ANGEZEIGTER TEXT:
┌────────
Ein Mangel an Beethoven-Klängen war diese Woche in der Glocke nun wirklich nicht zu beklagen. Die Deutsche Kammerphilharmonie Bremen spielte an vier Abenden alle neun Symphonien – und auch die Bremer Philharmoniker begannen ihre traditionelle Vorschau auf die kommende Saison am Sonntag mit dem Auftakt des Final-Satzes der Symphonie Nr. 9 d-moll.
Das komplette Werk steht in dem Beethoven gewidmeten Dezember-Konzert des Ensembles auf dem Programm, natürlich samt Schluss-Chor, der "Ode an die Freude". Mit dabei wird dann auch der reichlich beklatschte Gast des Mini-Konzerts am Sonntag sein: die Sopranistin Vada Williams. Sie sang mit leuchtend-kräftiger Stimme eine Kostprobe aus "Ah, perfido".
└────────
AUFGELISTETE DATENSÄTZE:
┌────────
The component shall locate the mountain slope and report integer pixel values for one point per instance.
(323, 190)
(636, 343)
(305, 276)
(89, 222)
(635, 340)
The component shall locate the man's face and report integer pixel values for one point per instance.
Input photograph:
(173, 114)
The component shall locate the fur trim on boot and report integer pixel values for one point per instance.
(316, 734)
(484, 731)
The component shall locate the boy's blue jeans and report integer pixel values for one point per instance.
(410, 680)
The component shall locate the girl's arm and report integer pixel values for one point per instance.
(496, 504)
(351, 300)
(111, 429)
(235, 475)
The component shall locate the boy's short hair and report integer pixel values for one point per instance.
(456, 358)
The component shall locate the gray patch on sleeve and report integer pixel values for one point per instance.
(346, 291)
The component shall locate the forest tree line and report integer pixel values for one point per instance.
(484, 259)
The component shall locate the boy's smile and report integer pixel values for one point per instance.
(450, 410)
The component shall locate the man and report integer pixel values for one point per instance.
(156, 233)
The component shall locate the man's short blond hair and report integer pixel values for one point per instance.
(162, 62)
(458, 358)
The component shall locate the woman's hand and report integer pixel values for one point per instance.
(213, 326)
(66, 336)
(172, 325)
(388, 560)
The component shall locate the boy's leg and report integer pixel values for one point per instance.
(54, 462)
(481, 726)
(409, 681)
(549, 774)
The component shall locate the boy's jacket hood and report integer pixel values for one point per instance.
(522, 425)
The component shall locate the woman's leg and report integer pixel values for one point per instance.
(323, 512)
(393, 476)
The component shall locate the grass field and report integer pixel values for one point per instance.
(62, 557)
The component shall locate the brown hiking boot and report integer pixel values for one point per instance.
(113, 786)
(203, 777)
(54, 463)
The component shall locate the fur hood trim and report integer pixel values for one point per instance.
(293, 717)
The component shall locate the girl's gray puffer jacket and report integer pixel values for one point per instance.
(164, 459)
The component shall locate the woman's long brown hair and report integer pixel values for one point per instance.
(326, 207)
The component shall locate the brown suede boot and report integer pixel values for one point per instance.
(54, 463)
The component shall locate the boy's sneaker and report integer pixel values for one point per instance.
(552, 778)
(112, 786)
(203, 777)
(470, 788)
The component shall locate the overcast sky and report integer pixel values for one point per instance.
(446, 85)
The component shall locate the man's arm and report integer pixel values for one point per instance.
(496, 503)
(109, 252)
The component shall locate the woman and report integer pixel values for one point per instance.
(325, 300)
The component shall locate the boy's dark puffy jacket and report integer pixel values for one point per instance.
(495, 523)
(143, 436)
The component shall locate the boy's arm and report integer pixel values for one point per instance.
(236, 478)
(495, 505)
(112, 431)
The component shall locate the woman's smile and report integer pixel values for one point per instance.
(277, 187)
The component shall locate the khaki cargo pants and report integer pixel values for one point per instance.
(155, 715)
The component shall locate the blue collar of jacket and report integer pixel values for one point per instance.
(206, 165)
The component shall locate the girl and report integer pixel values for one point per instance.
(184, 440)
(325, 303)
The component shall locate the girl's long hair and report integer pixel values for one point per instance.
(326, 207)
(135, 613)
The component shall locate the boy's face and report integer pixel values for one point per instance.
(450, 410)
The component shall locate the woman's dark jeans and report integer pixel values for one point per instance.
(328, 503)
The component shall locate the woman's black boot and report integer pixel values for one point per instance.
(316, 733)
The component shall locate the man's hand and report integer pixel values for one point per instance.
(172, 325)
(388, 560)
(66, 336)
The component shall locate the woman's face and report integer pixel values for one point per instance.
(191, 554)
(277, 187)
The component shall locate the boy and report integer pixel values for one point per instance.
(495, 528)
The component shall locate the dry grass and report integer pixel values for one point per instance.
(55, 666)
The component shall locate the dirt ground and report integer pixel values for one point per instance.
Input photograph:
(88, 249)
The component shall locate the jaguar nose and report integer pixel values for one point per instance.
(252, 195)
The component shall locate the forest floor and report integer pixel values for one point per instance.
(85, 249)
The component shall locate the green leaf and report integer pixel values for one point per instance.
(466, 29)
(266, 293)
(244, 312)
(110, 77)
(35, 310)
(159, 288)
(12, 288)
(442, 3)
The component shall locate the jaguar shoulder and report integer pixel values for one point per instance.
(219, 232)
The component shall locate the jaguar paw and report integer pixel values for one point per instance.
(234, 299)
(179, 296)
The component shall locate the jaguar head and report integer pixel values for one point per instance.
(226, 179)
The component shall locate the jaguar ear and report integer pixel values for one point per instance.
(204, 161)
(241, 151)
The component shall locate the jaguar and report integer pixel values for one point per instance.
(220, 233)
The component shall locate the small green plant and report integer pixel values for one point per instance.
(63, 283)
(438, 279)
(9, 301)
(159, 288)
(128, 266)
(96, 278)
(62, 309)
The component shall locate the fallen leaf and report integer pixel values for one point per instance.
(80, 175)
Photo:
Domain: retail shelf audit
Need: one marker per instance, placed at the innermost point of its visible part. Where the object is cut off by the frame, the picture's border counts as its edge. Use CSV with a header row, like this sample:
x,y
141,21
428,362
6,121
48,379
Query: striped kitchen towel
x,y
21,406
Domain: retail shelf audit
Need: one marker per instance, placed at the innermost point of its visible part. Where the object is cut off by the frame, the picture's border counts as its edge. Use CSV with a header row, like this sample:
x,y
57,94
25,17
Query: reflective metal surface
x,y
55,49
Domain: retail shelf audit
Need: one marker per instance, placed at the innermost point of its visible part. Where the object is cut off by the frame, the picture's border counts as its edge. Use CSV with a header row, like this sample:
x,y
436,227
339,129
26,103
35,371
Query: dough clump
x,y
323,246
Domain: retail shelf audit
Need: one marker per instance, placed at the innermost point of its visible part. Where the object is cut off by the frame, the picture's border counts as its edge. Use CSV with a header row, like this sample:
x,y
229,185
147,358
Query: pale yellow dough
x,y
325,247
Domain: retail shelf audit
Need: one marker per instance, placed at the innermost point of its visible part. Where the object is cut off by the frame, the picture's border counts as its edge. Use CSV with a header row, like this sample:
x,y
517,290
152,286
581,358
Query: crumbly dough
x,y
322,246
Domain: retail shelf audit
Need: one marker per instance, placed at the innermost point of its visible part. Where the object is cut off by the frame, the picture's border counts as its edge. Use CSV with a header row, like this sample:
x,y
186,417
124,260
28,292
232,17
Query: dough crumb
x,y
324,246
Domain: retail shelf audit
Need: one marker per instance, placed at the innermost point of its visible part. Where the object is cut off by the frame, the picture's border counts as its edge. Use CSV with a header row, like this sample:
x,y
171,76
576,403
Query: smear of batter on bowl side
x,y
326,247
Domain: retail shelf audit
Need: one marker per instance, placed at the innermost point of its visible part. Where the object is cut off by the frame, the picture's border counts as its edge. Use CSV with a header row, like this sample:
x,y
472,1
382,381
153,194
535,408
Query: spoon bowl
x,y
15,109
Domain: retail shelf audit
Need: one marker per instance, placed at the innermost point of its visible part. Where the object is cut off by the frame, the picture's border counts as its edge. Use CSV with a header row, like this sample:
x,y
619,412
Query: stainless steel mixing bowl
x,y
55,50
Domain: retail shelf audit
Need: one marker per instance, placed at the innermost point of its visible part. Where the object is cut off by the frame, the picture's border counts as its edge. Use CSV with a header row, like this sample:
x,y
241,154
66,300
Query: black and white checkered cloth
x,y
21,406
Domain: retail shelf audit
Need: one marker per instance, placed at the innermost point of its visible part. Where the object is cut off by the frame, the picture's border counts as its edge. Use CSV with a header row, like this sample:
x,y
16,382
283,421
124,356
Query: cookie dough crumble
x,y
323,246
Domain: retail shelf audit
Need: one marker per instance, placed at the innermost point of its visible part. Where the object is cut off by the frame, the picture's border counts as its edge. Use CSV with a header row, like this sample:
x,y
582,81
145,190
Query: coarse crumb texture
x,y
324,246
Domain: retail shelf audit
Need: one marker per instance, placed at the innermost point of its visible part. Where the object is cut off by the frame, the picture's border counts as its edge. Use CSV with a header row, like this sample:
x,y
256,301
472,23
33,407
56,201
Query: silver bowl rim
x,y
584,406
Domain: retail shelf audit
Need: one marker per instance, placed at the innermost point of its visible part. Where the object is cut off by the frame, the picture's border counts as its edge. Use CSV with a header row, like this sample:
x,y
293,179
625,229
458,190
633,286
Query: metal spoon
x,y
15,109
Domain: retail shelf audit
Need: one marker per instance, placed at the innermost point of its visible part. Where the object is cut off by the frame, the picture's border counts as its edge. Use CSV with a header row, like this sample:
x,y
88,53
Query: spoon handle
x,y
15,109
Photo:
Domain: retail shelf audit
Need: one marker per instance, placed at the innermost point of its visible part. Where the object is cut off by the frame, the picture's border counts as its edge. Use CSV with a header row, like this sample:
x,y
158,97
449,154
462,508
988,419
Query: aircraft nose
└────────
AUFGABEN:
1. Beantworte anhand des Textes über die Beethoven-Konzerte in der Glocke:
(a) An wie vielen Abenden spielte die Deutsche Kammerphilharmonie Bremen alle neun Symphonien?
(b) Womit begannen die Bremer Philharmoniker ihre Saisonvorschau am Sonntag?
(c) Aus welchem Werk sang Vada Williams eine Kostprobe?
2. Knüpfe an den letzten Satz des Textes über die Beethoven-Konzerte in der Glocke an und schreibe ihn weiter.
Die Datensätze spielen hierbei keine Rolle.

GEGEBENE ANTWORTEN:
1.
(a) An vier Abenden.
(b) Mit dem Auftakt des Final-Satzes der Symphonie Nr. 9 d-moll.
(c) Aus "Ah, perfido".

2.
Gut besucht
Nach zwei Jahren, in denen die Saison-Vorschau wegen der Corona-Pandemie abgesagt werden musste, konnten Intendant Christian Kötter-Lixfeld und Generalmusikdirektor Marko Letonja wieder Live-Publikum zu dem 60-minütigen Appetizer empfangen. Der große Saal der Glocke war gut besucht, aber, anders als bei früheren Veranstaltungen dieser Art, nicht komplett gefüllt. Was eventuell an dem veränderten Termin (Sonntag statt Sonnabend) und auch an der wieder steigenden Angst vor Ansteckung mit Covid 19 liegen könnte.
Am Programm mit sechs musikalischen Kostproben lag es jedenfalls nicht. Kötter-Lixfeld stimmte das Publikum auf die Themen der Spielzeit 2022/23 ein. Große Krisen hätten sich immer schon in Werken der Musikgeschichte gespiegelt: Klima, Krieg und Unsicherheiten im Zusammenleben fänden sich daher auch in der Auswahl der Musikstücke, die man für die zwölf Philharmonischen Konzerte und die diversen Nebenreihen ausgesucht habe.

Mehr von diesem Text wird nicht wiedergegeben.